**Problem statement**
Could you render the records below as a two-column CSV with the headers prompt_text and expected_points? Each record should be one row, with its text and its answer each in a single quoted field, line breaks replaced by spaces, and the pictures left out.

**Records shown**
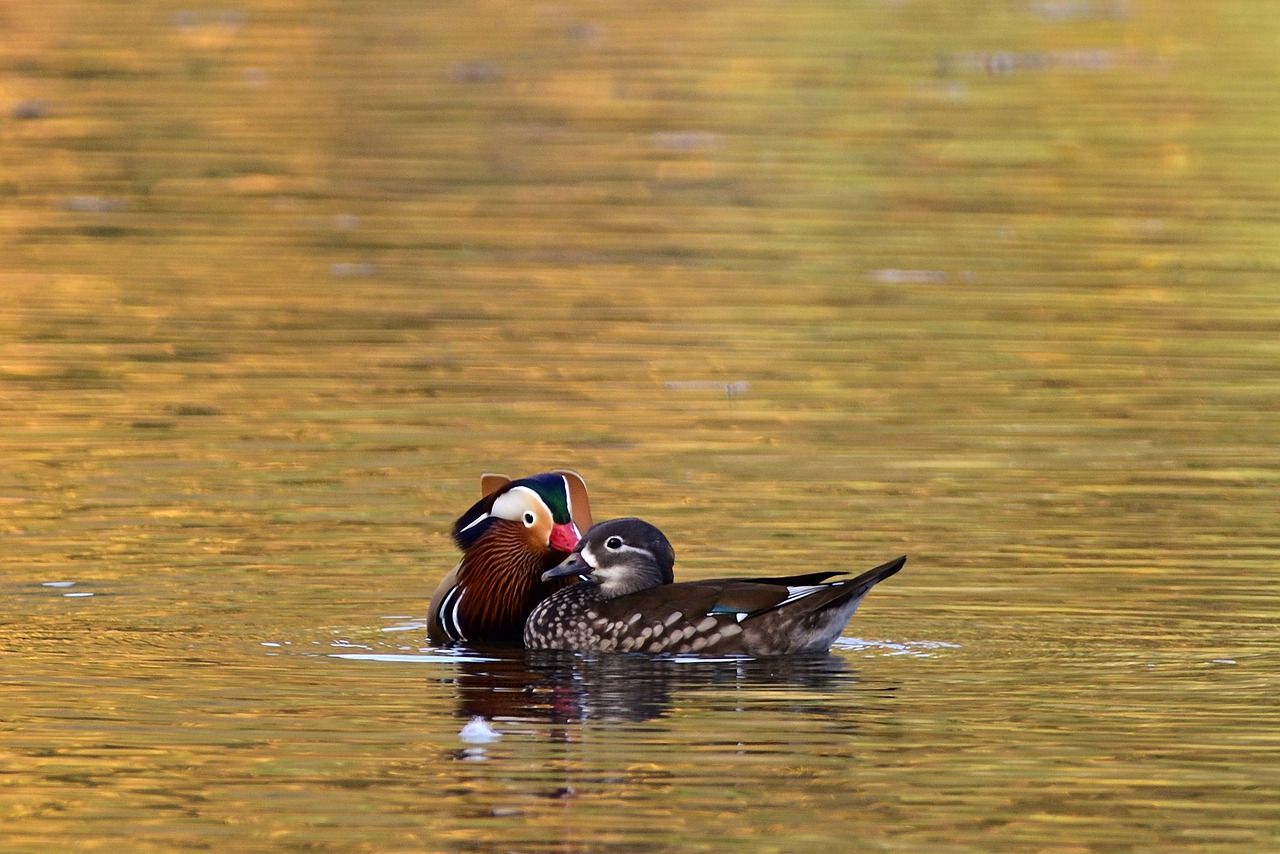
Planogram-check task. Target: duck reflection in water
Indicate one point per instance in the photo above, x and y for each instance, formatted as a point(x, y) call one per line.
point(565, 686)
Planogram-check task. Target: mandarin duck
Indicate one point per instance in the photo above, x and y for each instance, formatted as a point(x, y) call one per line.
point(627, 602)
point(519, 530)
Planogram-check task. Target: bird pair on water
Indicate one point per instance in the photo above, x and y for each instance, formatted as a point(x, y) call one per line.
point(529, 574)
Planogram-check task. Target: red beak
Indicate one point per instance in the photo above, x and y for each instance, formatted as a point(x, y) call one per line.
point(565, 537)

**Answer to this task**
prompt_text,expected_points
"Planogram-check task. Target: duck reflection in water Indicate one point per instance in the photo above, x and y for each instance, formatted as a point(x, y) call one per line.","point(565, 686)"
"Planogram-check task. Target: mandarin duck Indicate one point per instance in the photo above, x and y for each instance, formatted as a point(x, y) call one per line.","point(627, 602) point(519, 530)"
"Planogram-check task. Target: bird pair on water Indicate one point per instance in the photo above, x and y for each instance, formatted as a point(x, y) call one per line.","point(529, 574)"
"Planogram-check task. Target: red beak Indicate one point per instance in the photo above, x and y for each instance, formatted as a point(x, y) call one per line.","point(565, 537)"